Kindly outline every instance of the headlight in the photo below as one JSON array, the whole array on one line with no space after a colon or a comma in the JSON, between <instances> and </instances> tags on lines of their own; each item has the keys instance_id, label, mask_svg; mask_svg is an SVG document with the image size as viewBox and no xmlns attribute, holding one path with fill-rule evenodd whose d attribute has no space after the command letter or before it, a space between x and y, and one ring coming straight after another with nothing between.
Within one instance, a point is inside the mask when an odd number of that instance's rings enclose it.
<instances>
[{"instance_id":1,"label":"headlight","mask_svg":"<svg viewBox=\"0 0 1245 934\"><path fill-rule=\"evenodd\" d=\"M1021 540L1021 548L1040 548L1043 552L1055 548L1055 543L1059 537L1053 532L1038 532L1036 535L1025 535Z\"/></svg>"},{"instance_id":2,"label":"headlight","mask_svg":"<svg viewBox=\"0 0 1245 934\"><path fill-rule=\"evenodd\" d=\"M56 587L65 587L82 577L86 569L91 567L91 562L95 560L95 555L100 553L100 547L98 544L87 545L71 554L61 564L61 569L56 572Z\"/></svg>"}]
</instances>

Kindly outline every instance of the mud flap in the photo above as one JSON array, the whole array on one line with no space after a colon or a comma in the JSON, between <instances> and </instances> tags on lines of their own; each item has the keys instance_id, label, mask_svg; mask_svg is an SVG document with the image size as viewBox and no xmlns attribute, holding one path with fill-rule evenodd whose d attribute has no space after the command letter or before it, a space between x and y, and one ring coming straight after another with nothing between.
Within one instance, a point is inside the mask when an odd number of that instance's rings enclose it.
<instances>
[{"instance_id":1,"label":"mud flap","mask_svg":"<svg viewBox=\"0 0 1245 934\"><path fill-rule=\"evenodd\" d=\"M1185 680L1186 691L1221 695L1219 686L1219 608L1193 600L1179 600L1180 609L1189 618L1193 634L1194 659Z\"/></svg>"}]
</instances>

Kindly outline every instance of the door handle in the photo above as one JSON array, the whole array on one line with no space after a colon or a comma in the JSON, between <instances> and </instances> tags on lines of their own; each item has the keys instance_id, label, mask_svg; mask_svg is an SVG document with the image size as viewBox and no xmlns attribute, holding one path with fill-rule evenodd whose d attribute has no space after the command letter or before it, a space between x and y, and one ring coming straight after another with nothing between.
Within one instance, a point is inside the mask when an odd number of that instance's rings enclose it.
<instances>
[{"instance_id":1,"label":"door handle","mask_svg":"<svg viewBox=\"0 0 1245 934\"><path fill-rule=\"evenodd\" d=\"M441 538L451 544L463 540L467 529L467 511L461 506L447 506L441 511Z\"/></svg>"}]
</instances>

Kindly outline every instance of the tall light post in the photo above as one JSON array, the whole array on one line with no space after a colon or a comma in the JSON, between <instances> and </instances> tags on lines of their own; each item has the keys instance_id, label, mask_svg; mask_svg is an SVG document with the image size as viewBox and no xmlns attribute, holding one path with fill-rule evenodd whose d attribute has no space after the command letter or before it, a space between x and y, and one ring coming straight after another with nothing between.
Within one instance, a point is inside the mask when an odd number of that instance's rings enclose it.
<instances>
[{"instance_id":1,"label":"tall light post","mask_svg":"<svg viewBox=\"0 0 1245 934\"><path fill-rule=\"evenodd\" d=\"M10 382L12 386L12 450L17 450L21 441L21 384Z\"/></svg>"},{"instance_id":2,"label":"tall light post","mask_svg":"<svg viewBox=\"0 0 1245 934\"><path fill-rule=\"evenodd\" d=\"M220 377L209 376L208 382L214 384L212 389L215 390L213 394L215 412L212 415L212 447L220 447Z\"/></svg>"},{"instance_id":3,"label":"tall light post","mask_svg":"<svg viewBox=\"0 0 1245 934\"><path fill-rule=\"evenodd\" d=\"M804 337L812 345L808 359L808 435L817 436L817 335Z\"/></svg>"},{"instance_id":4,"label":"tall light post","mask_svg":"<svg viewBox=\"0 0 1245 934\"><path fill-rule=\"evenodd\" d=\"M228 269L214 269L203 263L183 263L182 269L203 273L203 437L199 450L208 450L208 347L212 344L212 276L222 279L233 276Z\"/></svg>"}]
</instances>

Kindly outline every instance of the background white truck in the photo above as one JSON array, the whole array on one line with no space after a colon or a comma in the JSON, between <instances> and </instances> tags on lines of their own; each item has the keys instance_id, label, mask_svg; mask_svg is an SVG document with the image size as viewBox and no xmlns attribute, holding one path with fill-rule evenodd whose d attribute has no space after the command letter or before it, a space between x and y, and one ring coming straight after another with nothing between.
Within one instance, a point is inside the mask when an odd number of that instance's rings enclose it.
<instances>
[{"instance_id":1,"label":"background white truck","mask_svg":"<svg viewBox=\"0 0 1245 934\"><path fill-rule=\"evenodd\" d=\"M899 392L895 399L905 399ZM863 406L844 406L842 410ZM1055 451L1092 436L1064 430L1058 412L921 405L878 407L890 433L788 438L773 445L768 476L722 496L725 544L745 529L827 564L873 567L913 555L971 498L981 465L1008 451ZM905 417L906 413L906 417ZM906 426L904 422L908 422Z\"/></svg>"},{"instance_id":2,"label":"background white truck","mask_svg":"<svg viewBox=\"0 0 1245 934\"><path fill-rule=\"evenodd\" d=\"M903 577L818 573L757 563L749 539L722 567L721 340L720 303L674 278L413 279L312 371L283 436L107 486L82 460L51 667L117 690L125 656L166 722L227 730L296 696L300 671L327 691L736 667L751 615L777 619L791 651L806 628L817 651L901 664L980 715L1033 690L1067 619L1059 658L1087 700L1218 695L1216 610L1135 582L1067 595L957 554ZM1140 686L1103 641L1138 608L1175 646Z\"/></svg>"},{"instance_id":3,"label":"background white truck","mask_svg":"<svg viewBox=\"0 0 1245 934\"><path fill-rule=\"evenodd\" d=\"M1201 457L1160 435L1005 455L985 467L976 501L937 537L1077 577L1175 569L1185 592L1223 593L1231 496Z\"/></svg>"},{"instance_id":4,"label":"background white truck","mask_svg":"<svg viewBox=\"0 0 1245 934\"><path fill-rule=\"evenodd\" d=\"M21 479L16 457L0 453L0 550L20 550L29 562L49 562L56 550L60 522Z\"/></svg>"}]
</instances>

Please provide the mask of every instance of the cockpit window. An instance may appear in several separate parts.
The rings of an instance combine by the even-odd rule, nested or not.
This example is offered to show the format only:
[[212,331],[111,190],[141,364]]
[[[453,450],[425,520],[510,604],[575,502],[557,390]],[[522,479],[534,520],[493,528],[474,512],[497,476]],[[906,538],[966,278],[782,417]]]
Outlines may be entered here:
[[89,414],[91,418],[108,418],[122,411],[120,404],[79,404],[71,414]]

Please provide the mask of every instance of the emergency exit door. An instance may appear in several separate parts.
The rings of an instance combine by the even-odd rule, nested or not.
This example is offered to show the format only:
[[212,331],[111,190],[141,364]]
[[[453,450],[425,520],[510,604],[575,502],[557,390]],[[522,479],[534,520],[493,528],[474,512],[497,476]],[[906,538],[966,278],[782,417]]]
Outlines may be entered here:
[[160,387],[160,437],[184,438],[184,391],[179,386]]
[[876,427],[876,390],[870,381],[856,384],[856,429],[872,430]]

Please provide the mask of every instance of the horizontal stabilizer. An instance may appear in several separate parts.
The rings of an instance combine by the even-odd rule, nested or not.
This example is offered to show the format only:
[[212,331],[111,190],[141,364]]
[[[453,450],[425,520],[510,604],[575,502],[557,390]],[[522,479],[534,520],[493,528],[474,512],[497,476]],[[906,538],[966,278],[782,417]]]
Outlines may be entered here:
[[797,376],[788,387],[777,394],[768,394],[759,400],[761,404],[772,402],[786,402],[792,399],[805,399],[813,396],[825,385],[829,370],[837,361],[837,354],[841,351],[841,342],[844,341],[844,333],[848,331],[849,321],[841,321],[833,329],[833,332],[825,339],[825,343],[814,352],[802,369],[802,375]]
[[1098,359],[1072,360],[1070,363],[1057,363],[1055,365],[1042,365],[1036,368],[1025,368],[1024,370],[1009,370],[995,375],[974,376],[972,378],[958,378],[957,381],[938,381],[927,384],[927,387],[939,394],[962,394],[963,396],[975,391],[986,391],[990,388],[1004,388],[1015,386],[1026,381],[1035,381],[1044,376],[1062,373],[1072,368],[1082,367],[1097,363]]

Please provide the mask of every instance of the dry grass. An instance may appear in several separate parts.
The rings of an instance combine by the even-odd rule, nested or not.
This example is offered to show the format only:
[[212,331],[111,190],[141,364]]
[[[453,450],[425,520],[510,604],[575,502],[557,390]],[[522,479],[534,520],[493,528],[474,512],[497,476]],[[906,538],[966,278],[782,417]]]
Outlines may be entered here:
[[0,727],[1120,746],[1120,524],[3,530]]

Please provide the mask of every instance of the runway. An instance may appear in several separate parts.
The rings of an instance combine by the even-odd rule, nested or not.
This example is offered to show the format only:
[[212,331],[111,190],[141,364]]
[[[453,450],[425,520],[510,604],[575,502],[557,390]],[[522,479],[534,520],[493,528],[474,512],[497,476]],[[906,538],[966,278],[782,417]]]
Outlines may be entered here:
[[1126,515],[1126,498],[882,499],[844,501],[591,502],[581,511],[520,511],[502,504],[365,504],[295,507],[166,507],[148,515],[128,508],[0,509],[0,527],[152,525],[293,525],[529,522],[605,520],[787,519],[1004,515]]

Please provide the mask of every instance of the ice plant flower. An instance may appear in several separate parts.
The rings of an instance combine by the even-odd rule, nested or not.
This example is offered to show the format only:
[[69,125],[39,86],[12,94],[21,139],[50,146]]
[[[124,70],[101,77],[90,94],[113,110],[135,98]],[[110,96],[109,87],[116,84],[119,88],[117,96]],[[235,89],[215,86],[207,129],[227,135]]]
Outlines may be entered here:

### WHAT THE EXERCISE ASKS
Copy out everything from the line containing "Please provide the mask of every instance of the ice" down to the last of the rows, both ends included, keeping each line word for word.

### EXERCISE ANSWER
Please provide the mask of every instance of the ice plant flower. An instance may appear in several separate parts.
The rings of an instance combine by the even-odd rule, nested or not.
This example is offered to show the format only:
[[69,125],[39,86],[12,94],[21,139],[50,146]]
[[[124,70],[101,77],[90,94],[113,110],[135,98]],[[110,96],[109,87],[116,84],[119,88],[117,96]],[[235,89],[215,86],[207,129],[227,135]]]
Outlines may be entered here:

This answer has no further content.